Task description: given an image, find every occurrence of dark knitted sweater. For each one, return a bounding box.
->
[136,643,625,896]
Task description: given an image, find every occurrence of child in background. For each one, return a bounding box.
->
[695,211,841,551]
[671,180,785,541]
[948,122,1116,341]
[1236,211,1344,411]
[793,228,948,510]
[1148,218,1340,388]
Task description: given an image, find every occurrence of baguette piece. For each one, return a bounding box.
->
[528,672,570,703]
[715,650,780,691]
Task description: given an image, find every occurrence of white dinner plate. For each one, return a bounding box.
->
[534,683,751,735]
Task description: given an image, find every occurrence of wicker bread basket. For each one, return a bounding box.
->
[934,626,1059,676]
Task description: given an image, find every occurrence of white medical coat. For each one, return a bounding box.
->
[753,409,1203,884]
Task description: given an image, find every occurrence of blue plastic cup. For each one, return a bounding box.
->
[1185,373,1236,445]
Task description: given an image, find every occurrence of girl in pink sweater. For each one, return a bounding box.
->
#####
#### What to do
Reproduce all of the data above verbatim, keeping every line in its original order.

#### Full response
Task description: given an image, find every occurrence of dark knitted sweater. For each one, return a bounding box.
->
[136,643,625,896]
Task description: given an image, find every occurrence of child in background. For each one, return a bounding box.
->
[695,211,841,551]
[671,180,785,541]
[948,122,1116,341]
[1236,211,1344,411]
[793,228,948,510]
[1148,218,1340,388]
Task description: given an image, find every occurrence of baguette piece. For each one, return a bounding box.
->
[528,672,570,703]
[715,650,780,691]
Task description: given an image, find every occurrence of white dinner plate. For each one, return a bounding box.
->
[534,683,751,735]
Task description: given an image, find every occurrence of wicker bread basket. For each one, return a bounding box.
->
[934,626,1059,676]
Task description: given an image, find every occurrence of white medical coat. For each one, return a bounding box.
->
[753,409,1203,884]
Task description: given an image, find every occurrence of blue plastic cup. For each one, return a bounding box.
->
[1185,373,1236,445]
Task description: given an image, find every occurrence of girl in pink sweater. For each one, return a bounding box.
->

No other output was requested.